DOCUMENT EXTRACT:
Britain lists monkeypox as notifiable infectious disease


June 7 (UPI) — Health officials in Britain said that from Wednesday the monkeypox virus will be listed as a notifiable infectious disease as hundreds of cases have been detected in the European county in the past month.

The designation requires doctors to notify their local council or health authority if they suspect a patient has monkeypox while requiring laboratories to notify the British health security agency if it has a confirmed case.


“Rapid diagnosis and reporting is the key to interrupting transmission and containing any further spread of monkeypox,” Wendi Shepherd, monkeypox incident director at the nation’s health security agency, said in a statement. “This new legislation will support us and other health partners to swiftly identify, treat and control the disease.”

The designation was made as British health officials battle an outbreak of the rare disease.

Since its first confirmed case on May 7, more than 300 people, mostly gay or bisexual men, have been diagnosed with the virus, according to health officials.

More than two dozen countries have also confirmed at least one case of the virus. According to a report from the World Health Organization on Saturday, 27 member states had tallied 780 infections, with Britain responsible for the largest number of infections.


The U.N. health body said the number of laboratory confirmed cases increased by more than 203% since May 29.

Meanwhile, U.S. Centers and Disease Control and Prevention has counted 1,088 cases in 29 countries as of Tuesday evening.

In response, the CDC on Monday raised its monkeypox alert to Level 2, Practice Enhanced Precautions on the three-level scale.

“Risk to the general public is low, but you should seek medical care immediately if you develop new, unexplained skin rash (lesions on any part of the body), with or without fever and chills, and avoid contact with others,” it said.

The United States has confirmed 35 infections as of Tuesday afternoon, according to the CDC.

The rare disease is spread via body fluids and coming into contact with monkeypox sores.

The CDC said symptoms include fever, headache, muscles aches, backache, chills and exhaustion, among others.

Its incubation period is usually between seven and 15 days, after which a fever may develop. Between one and three days after the appearance of the fever, a rash on the face may form and spread to other parts of the body. The illness lasts from two to four weeks, the federal health agency said.

AIM OF THE EXERCISE:
Answer these from the monkeypox article:
1. On what date was Britain's first monkeypox case confirmed?
2. To what level did the CDC raise its monkeypox alert?
3. How long does the illness last?
The records after this don't connect to the monkeypox article in any way.

DATA LISTING:
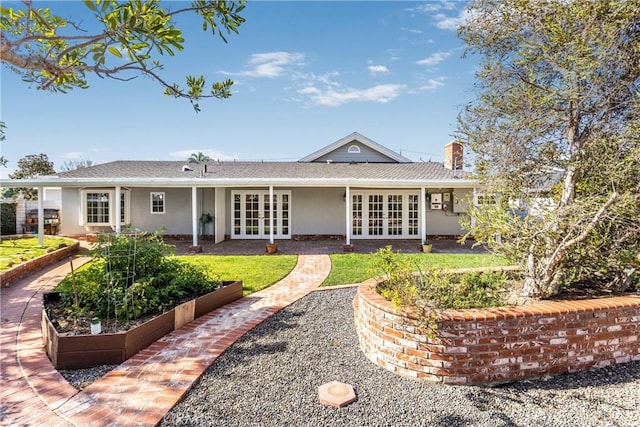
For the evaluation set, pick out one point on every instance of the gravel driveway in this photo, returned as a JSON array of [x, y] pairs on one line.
[[270, 377]]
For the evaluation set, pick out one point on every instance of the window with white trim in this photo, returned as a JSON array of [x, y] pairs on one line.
[[98, 210], [157, 202]]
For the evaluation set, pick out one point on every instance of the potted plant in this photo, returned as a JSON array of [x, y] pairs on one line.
[[272, 248], [205, 219]]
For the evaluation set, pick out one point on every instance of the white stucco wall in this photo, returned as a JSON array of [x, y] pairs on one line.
[[318, 211]]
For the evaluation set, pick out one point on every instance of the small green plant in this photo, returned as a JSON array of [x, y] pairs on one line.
[[423, 290], [133, 275]]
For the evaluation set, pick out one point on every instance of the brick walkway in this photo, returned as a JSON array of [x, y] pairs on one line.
[[141, 390]]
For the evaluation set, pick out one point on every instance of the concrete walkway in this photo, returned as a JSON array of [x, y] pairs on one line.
[[141, 390]]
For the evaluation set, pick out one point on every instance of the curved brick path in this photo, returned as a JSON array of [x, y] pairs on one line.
[[144, 388]]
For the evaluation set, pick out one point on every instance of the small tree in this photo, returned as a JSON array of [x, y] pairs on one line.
[[57, 54], [3, 160], [554, 132], [29, 166]]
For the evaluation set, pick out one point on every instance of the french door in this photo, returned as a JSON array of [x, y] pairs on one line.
[[385, 214], [251, 212]]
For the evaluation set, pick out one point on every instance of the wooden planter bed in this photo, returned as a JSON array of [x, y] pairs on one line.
[[86, 351]]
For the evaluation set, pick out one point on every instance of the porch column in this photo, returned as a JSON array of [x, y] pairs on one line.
[[271, 214], [40, 217], [194, 215], [347, 214], [118, 204], [423, 212]]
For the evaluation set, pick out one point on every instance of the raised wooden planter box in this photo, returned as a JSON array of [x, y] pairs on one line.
[[87, 351]]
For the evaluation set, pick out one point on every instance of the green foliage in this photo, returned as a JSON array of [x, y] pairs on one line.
[[75, 164], [57, 54], [356, 268], [435, 288], [257, 271], [555, 134], [424, 292], [29, 166], [3, 160], [16, 251], [8, 218], [133, 275]]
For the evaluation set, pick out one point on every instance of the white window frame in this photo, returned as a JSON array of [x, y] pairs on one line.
[[111, 193], [353, 149], [164, 202]]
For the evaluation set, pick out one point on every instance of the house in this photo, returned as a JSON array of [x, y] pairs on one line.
[[351, 189]]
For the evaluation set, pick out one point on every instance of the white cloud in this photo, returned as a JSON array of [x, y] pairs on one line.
[[434, 59], [270, 64], [436, 6], [73, 155], [445, 22], [377, 69], [432, 84], [215, 155], [332, 97], [411, 30]]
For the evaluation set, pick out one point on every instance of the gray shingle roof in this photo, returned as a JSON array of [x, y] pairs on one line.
[[267, 170]]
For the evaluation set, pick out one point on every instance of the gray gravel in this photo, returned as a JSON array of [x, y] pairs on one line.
[[270, 377]]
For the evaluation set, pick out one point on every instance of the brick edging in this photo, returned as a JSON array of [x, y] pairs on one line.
[[492, 346], [37, 263]]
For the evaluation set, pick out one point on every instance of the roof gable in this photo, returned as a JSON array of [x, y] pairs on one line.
[[355, 147]]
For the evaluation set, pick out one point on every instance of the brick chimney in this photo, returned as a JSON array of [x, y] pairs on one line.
[[453, 155]]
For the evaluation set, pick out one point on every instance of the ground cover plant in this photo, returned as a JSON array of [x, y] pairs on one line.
[[256, 271], [16, 251], [356, 268], [131, 276], [424, 291]]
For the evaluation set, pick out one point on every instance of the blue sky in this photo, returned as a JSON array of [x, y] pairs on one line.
[[306, 74]]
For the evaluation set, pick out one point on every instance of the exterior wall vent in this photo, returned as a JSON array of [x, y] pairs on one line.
[[453, 155]]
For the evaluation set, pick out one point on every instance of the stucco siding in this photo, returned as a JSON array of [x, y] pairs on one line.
[[177, 216], [318, 211], [443, 223], [366, 154], [70, 212]]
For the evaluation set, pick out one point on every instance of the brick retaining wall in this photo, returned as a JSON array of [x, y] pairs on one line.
[[492, 346], [37, 263]]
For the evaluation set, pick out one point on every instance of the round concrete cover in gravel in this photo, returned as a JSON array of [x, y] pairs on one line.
[[336, 394]]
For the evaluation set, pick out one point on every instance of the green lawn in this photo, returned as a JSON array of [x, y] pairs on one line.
[[256, 271], [16, 251], [356, 268]]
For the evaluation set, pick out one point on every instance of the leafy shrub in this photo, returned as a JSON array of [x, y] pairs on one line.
[[7, 218], [424, 290], [131, 276]]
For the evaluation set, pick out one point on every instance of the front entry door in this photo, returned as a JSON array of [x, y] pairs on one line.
[[251, 210], [384, 214]]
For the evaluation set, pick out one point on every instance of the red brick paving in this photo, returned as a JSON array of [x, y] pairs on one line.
[[144, 388]]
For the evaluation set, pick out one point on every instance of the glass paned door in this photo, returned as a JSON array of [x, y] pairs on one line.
[[251, 212], [384, 214], [376, 214], [394, 214]]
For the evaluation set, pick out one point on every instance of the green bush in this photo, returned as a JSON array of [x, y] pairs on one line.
[[7, 219], [411, 285], [131, 276], [423, 290]]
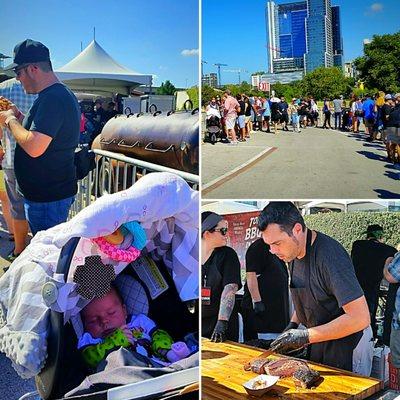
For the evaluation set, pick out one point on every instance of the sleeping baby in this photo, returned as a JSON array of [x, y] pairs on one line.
[[106, 329]]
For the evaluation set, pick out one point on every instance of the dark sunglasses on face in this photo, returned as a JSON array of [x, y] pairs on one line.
[[18, 70], [223, 231]]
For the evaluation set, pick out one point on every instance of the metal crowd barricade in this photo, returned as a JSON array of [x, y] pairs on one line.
[[115, 172]]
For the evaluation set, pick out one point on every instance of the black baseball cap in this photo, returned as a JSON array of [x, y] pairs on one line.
[[29, 51]]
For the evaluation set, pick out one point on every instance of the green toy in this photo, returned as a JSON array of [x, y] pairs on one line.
[[93, 354]]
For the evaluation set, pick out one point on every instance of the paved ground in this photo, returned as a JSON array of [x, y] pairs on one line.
[[315, 163]]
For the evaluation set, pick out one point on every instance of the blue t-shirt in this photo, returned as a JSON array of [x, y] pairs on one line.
[[368, 108], [51, 176]]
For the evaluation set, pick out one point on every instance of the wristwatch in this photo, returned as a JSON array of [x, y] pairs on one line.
[[8, 119]]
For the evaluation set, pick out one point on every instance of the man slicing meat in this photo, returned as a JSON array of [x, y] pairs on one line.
[[327, 297]]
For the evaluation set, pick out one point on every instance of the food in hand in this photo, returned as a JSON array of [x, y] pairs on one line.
[[5, 104], [303, 376]]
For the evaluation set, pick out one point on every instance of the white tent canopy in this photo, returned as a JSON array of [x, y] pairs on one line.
[[95, 70]]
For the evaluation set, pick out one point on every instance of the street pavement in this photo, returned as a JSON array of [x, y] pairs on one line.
[[316, 163], [11, 385]]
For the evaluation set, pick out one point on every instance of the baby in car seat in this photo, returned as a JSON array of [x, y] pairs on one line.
[[106, 329]]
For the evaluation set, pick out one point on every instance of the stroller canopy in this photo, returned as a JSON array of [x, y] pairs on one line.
[[167, 209]]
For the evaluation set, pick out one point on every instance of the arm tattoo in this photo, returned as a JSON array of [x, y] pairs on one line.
[[227, 301]]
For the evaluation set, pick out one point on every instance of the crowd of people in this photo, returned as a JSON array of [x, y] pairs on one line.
[[334, 296], [242, 115]]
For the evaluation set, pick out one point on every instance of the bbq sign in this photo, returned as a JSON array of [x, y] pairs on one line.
[[242, 232], [264, 86]]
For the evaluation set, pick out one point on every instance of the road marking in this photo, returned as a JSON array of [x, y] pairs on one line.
[[235, 172]]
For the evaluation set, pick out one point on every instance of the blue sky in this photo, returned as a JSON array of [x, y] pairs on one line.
[[234, 32], [145, 36]]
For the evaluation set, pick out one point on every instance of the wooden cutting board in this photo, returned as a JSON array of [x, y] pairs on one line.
[[223, 375]]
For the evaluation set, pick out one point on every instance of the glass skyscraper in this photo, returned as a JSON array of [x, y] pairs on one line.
[[319, 35], [301, 36], [286, 36], [337, 38]]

EXERCISE RESULT:
1. May 7
2. Level 2, Practice Enhanced Precautions
3. Two to four weeks